**Activities:**
a – From the post about returning to wrestling and trying Brazilian Jiu Jitsu, reproduce everything from "Unfortunately, the local" down to "thought to myself.", word for word.
b – Carry the post about returning to wrestling and trying Brazilian Jiu Jitsu forward past its final sentence.

**Selected extract:**
+ + + + +

Get Choked Out With Life or Get Choked Out on the Mat AND Why You Should Try Brazilian Jiu Jitsu

Last September I got the urge to go back to freestyle wrestling. The no-pot and no-booze has helped with my health a fitness, I wondered if I could do it. So I reached out to an older wrestling mentor of mine via Facebook. He went 197-0 in high school. I asked if the local wrestling club allows older people (like me) to join these days. I thought his mom still helped out there. I was nervous but I reached out anyways.

I sent an email to his mom about registration for the local wrestling club. I asked if I could go to a practice to see if I have what it takes to make the commitment to the club. Turns out, she is no longer involved with the club, but forwarded my email to the two head coaches. The wheels were in motion! Until they weren’t…

Unfortunately, the local wrestling club wasn’t allowing outside individuals to join, as the training facility is part of the local University. “Damn, this pandemic” I thought to myself.

My Twitter friend, Ed, made a good point…

I wanted to do some type of sport I’m good at. And they’re aren’t many. I pushed forward. I gave the local Gracie Barra gym a call. The head coach mentioned on the phone something similar, that my wrestling skills would help. I suggested I do the class, the coach said it shouldn’t take long for me to transition to the Advanced class with sparring, because of my wrestling background. I name-dropped some people I used to wrestle with in high school that were purple belts in bjj at their facility. I told him I’d be there the next day to introduce myself and check out the gym.

I should mention, a few years go I tried jiu jitsu. Signed up for twelve classes and bought a gi uniform. But I only went to maybe eight classes then quit. I’m sure I had many excuses not to go. “I’m no good.” “I don’t know anyone.” “This is too hard.” “I’m too busy.”

+ + + + +

**Records shown:**
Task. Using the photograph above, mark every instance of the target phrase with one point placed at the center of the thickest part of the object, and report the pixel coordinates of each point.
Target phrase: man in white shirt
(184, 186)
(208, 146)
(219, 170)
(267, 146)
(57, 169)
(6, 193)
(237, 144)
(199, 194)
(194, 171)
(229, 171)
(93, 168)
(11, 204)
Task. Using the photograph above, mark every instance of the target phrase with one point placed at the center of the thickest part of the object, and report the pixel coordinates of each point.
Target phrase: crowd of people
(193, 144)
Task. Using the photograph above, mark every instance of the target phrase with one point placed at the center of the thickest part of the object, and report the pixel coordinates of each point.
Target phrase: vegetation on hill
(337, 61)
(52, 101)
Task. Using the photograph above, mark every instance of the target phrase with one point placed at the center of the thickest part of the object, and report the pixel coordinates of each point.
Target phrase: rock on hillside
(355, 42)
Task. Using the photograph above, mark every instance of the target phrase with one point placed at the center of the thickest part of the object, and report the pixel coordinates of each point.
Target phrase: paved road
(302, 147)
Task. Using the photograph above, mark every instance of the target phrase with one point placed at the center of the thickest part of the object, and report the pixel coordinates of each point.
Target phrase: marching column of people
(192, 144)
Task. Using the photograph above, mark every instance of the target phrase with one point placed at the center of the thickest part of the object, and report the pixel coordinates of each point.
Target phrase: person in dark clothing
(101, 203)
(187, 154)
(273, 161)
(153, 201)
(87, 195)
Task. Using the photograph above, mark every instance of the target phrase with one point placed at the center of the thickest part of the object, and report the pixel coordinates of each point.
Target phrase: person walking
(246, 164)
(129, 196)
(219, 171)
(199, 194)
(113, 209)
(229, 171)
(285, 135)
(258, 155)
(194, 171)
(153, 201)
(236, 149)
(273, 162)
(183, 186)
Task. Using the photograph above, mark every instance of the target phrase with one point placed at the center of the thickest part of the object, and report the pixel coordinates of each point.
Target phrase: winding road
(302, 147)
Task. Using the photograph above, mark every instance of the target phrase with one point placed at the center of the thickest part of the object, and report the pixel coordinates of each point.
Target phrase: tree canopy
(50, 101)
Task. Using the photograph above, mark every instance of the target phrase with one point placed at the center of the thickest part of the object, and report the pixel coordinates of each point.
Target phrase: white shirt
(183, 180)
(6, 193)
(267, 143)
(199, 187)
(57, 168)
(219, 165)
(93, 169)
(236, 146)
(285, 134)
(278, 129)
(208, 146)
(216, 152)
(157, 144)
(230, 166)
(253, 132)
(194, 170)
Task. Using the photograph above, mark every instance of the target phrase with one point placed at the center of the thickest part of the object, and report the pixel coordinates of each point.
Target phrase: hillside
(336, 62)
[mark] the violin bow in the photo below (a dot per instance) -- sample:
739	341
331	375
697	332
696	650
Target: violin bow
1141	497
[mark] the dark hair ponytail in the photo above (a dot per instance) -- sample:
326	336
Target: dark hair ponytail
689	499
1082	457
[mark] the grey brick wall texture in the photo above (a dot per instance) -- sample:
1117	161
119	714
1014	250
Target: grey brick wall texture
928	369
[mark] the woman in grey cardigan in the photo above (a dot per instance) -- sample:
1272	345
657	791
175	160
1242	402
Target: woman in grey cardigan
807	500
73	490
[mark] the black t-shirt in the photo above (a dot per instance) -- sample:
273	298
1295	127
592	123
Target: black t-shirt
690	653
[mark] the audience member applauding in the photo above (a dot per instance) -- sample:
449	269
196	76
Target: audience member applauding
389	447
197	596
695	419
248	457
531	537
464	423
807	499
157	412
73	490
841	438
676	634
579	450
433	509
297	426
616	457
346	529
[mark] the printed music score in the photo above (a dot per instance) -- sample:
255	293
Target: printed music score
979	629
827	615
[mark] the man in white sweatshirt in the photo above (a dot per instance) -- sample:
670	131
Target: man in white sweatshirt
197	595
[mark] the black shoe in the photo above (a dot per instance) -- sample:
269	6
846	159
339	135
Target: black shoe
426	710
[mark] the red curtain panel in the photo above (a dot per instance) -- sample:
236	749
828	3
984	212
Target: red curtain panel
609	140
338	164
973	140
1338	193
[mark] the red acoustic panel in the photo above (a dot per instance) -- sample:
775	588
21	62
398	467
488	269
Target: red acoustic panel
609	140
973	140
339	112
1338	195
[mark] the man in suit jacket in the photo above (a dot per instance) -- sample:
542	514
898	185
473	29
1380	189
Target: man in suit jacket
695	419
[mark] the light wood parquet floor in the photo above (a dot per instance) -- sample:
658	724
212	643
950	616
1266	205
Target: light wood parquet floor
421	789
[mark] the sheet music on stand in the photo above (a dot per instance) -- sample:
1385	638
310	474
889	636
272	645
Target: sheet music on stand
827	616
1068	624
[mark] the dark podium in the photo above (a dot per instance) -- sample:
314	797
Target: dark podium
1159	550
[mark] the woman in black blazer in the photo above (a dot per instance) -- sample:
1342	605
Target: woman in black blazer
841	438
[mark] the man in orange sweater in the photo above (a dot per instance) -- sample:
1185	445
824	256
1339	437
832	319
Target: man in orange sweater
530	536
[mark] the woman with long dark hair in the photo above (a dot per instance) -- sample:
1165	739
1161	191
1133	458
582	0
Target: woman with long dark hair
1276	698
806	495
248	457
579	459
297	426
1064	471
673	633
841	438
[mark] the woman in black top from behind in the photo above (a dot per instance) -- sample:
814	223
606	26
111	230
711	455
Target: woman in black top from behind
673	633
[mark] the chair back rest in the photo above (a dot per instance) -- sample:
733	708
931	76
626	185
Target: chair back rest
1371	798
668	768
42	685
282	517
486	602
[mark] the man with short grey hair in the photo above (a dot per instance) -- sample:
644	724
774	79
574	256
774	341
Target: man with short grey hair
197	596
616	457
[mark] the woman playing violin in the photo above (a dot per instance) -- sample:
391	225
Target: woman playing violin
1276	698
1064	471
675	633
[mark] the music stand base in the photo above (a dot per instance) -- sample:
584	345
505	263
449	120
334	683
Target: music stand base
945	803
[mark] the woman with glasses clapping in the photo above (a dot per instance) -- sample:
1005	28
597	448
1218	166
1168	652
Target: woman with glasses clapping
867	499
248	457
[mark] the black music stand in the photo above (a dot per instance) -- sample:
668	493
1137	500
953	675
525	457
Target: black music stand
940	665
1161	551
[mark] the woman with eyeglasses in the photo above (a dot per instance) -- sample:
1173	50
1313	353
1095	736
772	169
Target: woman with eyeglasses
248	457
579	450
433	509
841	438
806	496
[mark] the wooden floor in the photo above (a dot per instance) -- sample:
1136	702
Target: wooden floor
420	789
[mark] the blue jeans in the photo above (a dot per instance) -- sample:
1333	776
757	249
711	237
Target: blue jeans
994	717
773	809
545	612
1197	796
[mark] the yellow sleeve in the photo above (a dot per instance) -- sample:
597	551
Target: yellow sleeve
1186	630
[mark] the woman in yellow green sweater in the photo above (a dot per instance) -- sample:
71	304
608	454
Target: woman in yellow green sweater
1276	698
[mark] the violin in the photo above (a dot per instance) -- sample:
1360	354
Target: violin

+ + + + +

**Response list:**
a –
Unfortunately, the local wrestling club wasn’t allowing outside individuals to join, as the training facility is part of the local University. “Damn, this pandemic” I thought to myself.

b –
But this time, I wanted to commit. I was a year and a half sober from booze, and a month had gone by with no pot. Quitting weed was a big deal for me, as I’d been consuming it regularly for many many years. I signed up for a year membership. I was locked in. Good, no more excuses. Until I got hurt…

Up until my rib injury, I still had it in my head that I “could take it” and that I could be as phyically demanding on my body as I was in my 20s. I turned 36 recently and this experience was eye opening. I have to take it easier at the gym and bjj. Be aware of your body and its limitations. Or find out the hard way like I did. I was excited to get into wrestling again. That didn’t pan out, so I looked into bjj. Was excited to start that. During all of this, I never once stopped to think if I could get injured. Went hard every practice for a month. That wrestler mindset of “go go go” doesn’t transfer to bjj as much as I thought.

I waited anxiously for my x-ray results…

Messaged my the head coach via Facebook about my rib injury. He said rib injuries are the first Bjj injury. Glad to know other newbies have been in my situation as well. Good news soon followed…

No fracture, just bruising! Thank goodness. I was either going to be out for months, or only weeks. I got lucky. During the time off for my ribs to heal, I found a book from a person I follow on Twitter. The book is called, “The White Belt Survival Guide”

So far the book has some great input on mindset, strategy, and what to expect being a white belt. You can grab a copy here (not an affiliate link)

After two weeks of thinking about jiu jitsu everyday, I finally felt like I could go back. There was some residual pain and uncomfortableness, but I popped two ibuprofen and was good to go. Kept it nice and easy and slow, what I should have been doing from the start. As a matter of fact, I was so pumped to be back, that I bought myself an early birthday present…

It fits, real tight…

Why Jiu Jitsu?

  • A great way to get out of your comfort zone is to put on a uniform, roll around on a mat, and sweat all over a stranger. Learn bjj.
  • BJJ teaches you more than self-defence. It teaches you to…Be punctual, Look presentable, Show respect, and Meet new people.
  • After a month of bjj, I’ve noticed that I don’t get discouraged or disappointed that I can’t do a move correctly, get taken down, or not being able to make someone tap. I’m focused on the long game. I want to compete one day. Just realized I should apply this to life in general.
  • I’m nervous when I go into bjj class. Don’t know anyone, they have more experience, and I barely know what I’m doing. But I still show up early. Fears and doubts can literally hold us back from learning how to defend ourselves. Ignore and go on the offence against your fears.
  • Try a free bjj class. Nothing to lose and it might be exactly what you’re looking for.

The list can go on. Learning how to protect yourself is a bonus.